Dataset excerpt:
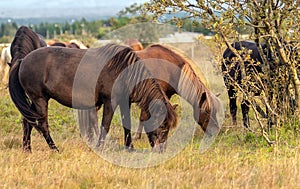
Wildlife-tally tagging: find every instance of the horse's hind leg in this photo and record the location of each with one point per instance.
(105, 124)
(126, 122)
(139, 131)
(245, 112)
(41, 107)
(232, 103)
(27, 128)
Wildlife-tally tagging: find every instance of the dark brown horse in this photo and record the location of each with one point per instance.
(88, 125)
(176, 74)
(111, 75)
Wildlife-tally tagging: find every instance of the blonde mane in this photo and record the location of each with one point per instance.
(186, 60)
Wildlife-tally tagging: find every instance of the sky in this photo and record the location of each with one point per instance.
(56, 8)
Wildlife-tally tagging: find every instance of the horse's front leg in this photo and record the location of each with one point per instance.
(108, 113)
(41, 107)
(126, 122)
(27, 128)
(139, 131)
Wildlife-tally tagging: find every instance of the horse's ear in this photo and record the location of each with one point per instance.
(218, 94)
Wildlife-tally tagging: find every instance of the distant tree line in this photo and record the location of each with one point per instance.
(97, 29)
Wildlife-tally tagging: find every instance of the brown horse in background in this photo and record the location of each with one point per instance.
(52, 72)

* [Short task]
Rewrite every line of the records above as a Markdown table with the columns Row and Line, numbering each row and skipping blank lines. Omit the pictures.

* [Response below]
| Row | Line |
|---|---|
| 1 | Wildlife-tally tagging: find every instance of the horse's hind leg in this photo and record the location of each with one point per instance. |
| 2 | (105, 124) |
| 3 | (126, 122) |
| 4 | (139, 131) |
| 5 | (245, 112) |
| 6 | (41, 107) |
| 7 | (232, 103) |
| 8 | (27, 128) |
| 9 | Wildlife-tally tagging: find every instance of the dark brown horse in this photo and record the location of each with one point per instance. |
| 10 | (88, 125) |
| 11 | (176, 74) |
| 12 | (111, 75) |
| 13 | Wildlife-tally tagging: find every instance of the blonde mane in this photo and record the location of each with one point per instance. |
| 14 | (186, 60) |
| 15 | Wildlife-tally tagging: find every instance of the sky in this photo and record the location of each with one point per instance. |
| 16 | (56, 8) |
| 17 | Wildlife-tally tagging: find every instance of the horse's front leg in this photo and record the location of each with one point per instance. |
| 18 | (108, 113) |
| 19 | (41, 107) |
| 20 | (126, 122) |
| 21 | (27, 128) |
| 22 | (139, 131) |
| 23 | Wildlife-tally tagging: find every instance of the horse's ear in this photo and record the location of each with one point per instance. |
| 24 | (218, 94) |
| 25 | Wildlife-tally tagging: find every instance of the distant tree line in this photo and record the location of each with one point per instance. |
| 26 | (97, 29) |
| 27 | Wildlife-tally tagging: find every instance of the brown horse in background in this photo and record the location of each with one point per instance. |
| 28 | (52, 72) |